SUPPLIED PASSAGE:
There is certain aloofness to most cranks that oozes out of their writing.

The things have not changed much since Gardner's "Fads and Fallacies in the
Name of Science"

------
sopooneo
I struggled with this idea very much a month or so ago when HN had the post
about the guys that claimed to have invented an electric/human powered
flapping wing ultralight aircraft.[http://techland.time.com/2012/03/21/man-
flaps-android-powere...](http://techland.time.com/2012/03/21/man-flaps-
android-powered-bird-wings-flies-with-wii-remote/)

Even before reading the paper I was 99% sure it was a hoax. Something about
the video clinched it and I was sure. But many others (even here on Hacker
News) were not sure. They (like me) found the idea fascinating and did not
want to dismiss it out of hand. Many people weighed in on the extreme physics
and engineering challenges that would have to be overcome to make it possible.

OBJECTIVES:
A) In the forum excerpt, how sure was the writer, before reading the paper, that the flapping-wing aircraft was a hoax?
B) Reproduce the part of the forum excerpt that begins at the words "There is certain" and stops after "android-powered-bird-wings-flies-with-wii-remote/)".
The lines that follow the forum excerpt have no connection to it.

STORED ROWS:

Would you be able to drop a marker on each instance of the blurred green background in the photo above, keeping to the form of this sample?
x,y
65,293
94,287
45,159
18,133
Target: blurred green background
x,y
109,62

RESPONSES TO THE TASKS:
A) The writer was 99% sure it was a hoax.

B)
There is certain aloofness to most cranks that oozes out of their writing.

The things have not changed much since Gardner's "Fads and Fallacies in the
Name of Science"

------
sopooneo
I struggled with this idea very much a month or so ago when HN had the post
about the guys that claimed to have invented an electric/human powered
flapping wing ultralight aircraft.[http://techland.time.com/2012/03/21/man-
flaps-android-powere...](http://techland.time.com/2012/03/21/man-flaps-
android-powered-bird-wings-flies-with-wii-remote/)